[Passage shown]
-------------------------
KDI bumps up 2026 growth estimate to 2.5%, chips drive half of upgrade

by Kim Yeon-jae Posted : May 13, 2026, 14:30Updated : May 13, 2026, 15:07
Dealing room at Hana Bank in Myungdong, Seoul. Photo by AJP Yoo Na-hyun
Dealing room at Hana Bank in Myungdong, Seoul. Photo by AJP Yoo Na-hyun
SEOUL, May 13 (AJP) -State think tank Korea Development Institute on Wednesday projected South Korea’s economy to grow at its fastest pace in three years at 2.5 percent this year, while inflation is expected to accelerate to 2.7 percent — a combination suggesting the economy may sidestep stagflation fears for now even as growth momentum is likely to cool next year alongside moderating chip demand.

At the same time, the institute warned inflation risks were intensifying from both demand and supply pressures and called for flexible monetary policy, including the possibility of interest rate hikes should inflation expectations become unstable.

“Should the possibility of persistently high inflation increase, rates would need to rise,” KDI said in its revised economic outlook, while adding that uncertainty remains too high to determine the timing of any potential move.  

Its latest outlook marks a sharp 0.6 percentage-point upgrade from the institute’s February forecast issued before the outbreak of the Middle East conflict and reflects stronger-than-expected first-quarter growth, when the economy expanded 1.7 percent from the previous quarter.
-------------------------
[Dataset content]
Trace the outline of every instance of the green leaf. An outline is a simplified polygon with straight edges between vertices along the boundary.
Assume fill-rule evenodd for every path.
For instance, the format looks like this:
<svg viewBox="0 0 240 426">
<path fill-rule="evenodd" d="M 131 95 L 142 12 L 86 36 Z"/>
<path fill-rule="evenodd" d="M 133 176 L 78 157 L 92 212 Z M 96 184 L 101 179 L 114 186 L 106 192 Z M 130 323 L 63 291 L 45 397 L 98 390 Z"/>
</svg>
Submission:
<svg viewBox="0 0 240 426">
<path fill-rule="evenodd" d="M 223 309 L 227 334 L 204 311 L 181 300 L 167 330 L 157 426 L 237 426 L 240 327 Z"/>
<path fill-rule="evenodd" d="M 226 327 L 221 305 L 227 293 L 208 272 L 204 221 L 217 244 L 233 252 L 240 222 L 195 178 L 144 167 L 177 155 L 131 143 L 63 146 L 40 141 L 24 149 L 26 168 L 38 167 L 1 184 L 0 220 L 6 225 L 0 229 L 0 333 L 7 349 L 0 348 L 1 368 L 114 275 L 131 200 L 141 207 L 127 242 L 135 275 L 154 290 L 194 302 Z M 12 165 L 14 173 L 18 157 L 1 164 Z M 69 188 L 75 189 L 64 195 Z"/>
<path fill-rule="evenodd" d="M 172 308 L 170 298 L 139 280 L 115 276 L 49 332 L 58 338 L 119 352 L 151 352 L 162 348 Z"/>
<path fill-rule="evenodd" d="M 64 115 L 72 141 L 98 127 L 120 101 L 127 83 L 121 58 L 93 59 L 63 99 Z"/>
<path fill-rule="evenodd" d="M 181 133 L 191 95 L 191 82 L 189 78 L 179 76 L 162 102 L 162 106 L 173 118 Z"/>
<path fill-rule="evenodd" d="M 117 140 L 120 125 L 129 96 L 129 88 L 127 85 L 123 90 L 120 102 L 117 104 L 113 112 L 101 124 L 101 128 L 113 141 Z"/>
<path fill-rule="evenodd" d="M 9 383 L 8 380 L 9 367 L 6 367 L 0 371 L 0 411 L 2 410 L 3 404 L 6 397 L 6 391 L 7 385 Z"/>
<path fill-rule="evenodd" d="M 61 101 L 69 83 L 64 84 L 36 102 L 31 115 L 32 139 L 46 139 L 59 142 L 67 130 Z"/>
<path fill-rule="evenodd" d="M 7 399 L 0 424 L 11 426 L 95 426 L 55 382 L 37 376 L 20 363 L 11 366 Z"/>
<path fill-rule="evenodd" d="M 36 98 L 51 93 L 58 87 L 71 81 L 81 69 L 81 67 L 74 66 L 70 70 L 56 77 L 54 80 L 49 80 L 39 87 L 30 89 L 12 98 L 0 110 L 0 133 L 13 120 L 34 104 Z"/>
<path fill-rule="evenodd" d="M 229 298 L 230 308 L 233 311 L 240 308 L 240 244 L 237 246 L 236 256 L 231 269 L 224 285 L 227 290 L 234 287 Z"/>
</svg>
-------------------------
[Tasks and exercises]
a. Answer these from the article on the KDI growth outlook:
(i) What inflation rate does KDI expect this year?
(ii) By how many percentage points did the latest outlook raise the February forecast?
(iii) How much did the economy grow in the first quarter from the previous quarter?
b. Go on with the article on the KDI growth outlook, starting right after its last sentence.
The listing comes from a separate source and has no link to the article on the KDI growth outlook.

[Results of the exercise]
a.
(i) 2.7 percent
(ii) 0.6 percentage points
(iii) 1.7 percent

b.
The state-run think tank raised its inflation forecast for this year by 0.6 percentage point, warning that rising global oil prices and recovering domestic demand were adding upward pressure on consumer prices.

“The Korean economy has continued its recovery trend as growth expanded at a relatively strong pace, driven by the semiconductor boom and expanding domestic demand,” the KDI said. 

The KDI expects the economy to grow 1.7 percent in 2027, while describing both this year and next year as an expansionary phase because growth is projected to exceed the country’s estimated potential growth rate.
 
Graphic generated by ChatGPT
Graphic generated by ChatGPT

Still, the recovery remains heavily skewed toward semiconductors. 

According to the KDI, semiconductor exports accounted for more than half of the upward revision in this year’s growth outlook.

“Compared with the negative impact from the Middle East war, the positive effect from semiconductor exports was larger,” Jung Kyu-chul, head of KDI’s macroeconomic and financial policy division, said during a briefing in Sejong.

“Out of the 0.6 percentage-point upward revision, semiconductors contributed more than 0.3 percentage point.”

Jung estimated the Middle East war shaved roughly 0.5 percentage point off growth, while supplementary budget spending added about 0.2 percentage point.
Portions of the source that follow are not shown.